Aim: Report each line of the data below that contains the word "target", copying those lines in full.

Entries:

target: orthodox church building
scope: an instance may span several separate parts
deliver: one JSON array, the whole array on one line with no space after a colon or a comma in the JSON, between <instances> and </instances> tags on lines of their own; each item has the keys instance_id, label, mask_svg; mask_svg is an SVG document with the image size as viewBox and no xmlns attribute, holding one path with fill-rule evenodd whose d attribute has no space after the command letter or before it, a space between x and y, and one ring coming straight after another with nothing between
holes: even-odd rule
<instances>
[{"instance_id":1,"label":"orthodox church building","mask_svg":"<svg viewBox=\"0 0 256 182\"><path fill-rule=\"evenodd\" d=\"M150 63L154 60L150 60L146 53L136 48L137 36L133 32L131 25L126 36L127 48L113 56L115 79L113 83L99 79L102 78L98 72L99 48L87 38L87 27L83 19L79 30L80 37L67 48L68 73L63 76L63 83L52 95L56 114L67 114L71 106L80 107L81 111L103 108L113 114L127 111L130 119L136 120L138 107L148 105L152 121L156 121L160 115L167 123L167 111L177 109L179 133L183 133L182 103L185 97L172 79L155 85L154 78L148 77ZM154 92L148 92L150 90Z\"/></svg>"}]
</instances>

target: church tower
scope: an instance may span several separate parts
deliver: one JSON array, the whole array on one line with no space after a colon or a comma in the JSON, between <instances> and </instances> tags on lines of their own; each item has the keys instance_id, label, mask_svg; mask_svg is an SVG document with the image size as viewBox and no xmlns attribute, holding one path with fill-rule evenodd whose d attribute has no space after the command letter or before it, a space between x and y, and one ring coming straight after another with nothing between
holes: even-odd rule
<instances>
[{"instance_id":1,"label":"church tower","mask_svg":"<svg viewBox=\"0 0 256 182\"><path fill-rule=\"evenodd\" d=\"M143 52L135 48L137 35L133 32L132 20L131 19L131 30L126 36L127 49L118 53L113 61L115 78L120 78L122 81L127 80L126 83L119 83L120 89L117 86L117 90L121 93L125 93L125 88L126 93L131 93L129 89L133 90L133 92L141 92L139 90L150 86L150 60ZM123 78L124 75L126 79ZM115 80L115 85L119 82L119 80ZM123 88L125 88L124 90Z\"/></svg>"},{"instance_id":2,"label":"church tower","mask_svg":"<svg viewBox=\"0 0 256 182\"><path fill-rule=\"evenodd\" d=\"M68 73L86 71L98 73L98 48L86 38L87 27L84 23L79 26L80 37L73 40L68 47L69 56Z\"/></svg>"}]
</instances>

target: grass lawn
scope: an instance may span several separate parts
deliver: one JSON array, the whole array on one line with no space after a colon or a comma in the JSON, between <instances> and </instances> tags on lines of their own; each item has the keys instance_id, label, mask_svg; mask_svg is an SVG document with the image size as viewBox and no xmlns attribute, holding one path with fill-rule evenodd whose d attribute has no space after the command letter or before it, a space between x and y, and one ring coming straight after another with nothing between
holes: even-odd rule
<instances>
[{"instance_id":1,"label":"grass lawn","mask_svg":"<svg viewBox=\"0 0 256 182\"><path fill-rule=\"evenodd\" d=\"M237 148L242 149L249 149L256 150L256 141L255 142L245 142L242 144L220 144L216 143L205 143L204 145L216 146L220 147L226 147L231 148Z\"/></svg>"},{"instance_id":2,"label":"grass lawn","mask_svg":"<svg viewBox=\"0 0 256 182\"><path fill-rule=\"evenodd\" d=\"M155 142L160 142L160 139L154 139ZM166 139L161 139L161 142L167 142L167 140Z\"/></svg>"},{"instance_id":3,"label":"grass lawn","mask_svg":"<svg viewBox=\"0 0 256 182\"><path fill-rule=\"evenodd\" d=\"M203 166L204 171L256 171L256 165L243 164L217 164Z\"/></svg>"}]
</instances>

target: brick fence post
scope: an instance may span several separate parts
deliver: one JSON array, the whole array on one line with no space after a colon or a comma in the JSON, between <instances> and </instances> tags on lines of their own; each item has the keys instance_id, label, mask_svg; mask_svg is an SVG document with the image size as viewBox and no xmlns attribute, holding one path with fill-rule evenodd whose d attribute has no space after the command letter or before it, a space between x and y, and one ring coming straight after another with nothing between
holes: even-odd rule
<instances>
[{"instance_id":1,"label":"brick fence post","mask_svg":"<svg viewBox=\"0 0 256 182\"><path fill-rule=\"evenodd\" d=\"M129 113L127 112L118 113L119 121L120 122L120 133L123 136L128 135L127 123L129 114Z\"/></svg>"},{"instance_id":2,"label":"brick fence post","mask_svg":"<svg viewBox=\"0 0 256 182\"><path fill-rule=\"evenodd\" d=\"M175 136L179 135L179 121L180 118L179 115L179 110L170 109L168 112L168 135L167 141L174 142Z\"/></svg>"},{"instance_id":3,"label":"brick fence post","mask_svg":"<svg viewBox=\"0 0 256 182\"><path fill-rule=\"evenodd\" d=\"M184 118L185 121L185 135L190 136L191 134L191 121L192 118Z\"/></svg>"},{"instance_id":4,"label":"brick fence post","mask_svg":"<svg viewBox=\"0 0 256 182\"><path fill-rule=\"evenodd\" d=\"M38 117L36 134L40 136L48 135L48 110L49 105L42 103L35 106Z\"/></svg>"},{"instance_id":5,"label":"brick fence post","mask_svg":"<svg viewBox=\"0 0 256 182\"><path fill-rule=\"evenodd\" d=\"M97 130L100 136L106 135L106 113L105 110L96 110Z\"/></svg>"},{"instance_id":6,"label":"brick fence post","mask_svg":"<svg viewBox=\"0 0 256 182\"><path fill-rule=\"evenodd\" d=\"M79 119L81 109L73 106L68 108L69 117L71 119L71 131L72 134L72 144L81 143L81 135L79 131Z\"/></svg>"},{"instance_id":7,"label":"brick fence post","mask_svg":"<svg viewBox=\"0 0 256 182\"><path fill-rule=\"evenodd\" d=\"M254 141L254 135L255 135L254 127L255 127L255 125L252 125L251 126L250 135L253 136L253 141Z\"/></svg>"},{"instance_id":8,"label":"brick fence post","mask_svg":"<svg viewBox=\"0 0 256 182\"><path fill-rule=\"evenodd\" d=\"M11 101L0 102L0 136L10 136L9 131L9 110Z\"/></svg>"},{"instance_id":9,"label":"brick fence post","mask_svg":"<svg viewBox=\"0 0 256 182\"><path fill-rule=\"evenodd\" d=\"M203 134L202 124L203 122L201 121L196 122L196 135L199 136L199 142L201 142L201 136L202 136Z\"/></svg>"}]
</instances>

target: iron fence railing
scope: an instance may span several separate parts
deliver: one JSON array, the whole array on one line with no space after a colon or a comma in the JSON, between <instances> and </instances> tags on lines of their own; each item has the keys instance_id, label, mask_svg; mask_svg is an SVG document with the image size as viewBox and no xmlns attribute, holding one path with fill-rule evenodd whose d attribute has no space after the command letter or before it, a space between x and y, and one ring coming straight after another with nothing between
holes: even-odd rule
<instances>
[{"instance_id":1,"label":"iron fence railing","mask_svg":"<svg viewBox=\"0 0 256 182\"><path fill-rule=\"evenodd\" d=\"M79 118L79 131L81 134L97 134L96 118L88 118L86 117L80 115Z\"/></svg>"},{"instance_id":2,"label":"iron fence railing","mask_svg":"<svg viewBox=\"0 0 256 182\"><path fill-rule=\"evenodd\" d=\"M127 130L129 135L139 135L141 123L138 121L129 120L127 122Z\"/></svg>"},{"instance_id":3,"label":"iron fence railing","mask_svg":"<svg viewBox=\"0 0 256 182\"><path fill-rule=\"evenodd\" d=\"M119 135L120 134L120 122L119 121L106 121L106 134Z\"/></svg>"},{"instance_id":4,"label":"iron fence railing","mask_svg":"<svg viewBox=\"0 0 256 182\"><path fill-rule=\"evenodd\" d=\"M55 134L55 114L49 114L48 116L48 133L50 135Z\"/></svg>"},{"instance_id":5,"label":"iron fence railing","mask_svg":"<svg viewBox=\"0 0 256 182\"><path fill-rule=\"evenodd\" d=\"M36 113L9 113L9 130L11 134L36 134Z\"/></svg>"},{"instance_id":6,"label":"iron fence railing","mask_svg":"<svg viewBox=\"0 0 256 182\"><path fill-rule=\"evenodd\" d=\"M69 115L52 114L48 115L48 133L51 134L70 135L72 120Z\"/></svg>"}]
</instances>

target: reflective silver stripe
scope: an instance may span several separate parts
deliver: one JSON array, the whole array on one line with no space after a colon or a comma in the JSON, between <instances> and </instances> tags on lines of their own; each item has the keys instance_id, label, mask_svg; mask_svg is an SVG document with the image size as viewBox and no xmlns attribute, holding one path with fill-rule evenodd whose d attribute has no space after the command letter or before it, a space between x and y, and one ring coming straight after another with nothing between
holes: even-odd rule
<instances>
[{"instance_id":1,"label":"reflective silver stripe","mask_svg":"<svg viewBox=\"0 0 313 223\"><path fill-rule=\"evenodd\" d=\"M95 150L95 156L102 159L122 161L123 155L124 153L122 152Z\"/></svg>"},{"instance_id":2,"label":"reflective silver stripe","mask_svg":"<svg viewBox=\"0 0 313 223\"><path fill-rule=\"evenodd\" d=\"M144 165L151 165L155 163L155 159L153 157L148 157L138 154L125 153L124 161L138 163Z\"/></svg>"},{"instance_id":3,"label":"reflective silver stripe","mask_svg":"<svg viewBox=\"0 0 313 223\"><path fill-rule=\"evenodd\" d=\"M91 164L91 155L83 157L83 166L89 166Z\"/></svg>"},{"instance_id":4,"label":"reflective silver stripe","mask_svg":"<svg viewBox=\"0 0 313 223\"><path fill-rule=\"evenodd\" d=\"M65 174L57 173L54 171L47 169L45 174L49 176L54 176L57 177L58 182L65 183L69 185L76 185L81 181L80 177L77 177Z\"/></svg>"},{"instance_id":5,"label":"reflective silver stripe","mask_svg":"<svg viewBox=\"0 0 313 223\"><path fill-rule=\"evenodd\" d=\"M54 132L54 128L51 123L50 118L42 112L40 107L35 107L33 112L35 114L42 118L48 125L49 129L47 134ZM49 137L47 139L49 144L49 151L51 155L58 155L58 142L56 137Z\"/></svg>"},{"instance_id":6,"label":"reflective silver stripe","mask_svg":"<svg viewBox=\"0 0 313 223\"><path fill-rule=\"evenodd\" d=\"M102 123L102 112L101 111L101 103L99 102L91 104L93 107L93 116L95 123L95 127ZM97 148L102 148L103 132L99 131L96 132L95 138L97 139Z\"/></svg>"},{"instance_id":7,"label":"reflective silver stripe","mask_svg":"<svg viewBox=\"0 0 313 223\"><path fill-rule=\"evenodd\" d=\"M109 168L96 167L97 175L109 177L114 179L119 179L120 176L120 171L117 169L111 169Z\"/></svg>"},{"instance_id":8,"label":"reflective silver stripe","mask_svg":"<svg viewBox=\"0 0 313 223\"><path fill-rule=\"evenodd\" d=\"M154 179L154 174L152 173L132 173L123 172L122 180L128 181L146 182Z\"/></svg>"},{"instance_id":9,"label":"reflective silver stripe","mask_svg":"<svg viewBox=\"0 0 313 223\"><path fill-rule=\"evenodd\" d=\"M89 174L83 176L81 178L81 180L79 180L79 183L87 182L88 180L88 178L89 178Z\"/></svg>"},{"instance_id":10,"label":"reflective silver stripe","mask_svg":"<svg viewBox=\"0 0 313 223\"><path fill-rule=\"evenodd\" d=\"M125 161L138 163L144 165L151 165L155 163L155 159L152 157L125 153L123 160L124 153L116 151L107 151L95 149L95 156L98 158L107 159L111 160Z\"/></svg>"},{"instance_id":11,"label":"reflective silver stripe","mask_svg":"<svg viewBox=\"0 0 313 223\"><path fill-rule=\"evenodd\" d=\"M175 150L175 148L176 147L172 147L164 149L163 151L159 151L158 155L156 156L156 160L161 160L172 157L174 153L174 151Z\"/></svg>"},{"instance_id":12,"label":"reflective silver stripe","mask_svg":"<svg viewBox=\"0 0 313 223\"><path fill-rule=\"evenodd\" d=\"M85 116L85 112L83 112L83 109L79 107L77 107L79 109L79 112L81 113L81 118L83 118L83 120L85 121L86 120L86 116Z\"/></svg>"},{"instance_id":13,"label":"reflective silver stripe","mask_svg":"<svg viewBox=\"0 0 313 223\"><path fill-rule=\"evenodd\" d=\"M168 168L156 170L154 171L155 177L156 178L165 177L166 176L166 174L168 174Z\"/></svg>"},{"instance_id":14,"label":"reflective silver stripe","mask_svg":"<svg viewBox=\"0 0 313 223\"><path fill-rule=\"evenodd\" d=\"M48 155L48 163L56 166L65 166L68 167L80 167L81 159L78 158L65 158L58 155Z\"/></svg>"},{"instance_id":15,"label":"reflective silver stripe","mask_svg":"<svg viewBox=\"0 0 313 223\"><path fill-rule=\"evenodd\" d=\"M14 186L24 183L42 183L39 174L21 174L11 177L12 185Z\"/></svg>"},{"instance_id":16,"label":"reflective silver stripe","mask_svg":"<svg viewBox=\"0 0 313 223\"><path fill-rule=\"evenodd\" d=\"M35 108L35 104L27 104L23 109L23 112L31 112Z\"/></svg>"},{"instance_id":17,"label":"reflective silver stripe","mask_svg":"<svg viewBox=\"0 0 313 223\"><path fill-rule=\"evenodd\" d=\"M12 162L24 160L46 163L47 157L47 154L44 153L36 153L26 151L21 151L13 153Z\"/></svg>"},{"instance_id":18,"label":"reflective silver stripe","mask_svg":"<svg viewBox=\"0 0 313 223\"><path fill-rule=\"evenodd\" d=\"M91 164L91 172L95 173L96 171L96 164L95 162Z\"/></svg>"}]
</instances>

Written solution:
target: orthodox church building
target: church tower
target: grass lawn
target: brick fence post
target: iron fence railing
target: reflective silver stripe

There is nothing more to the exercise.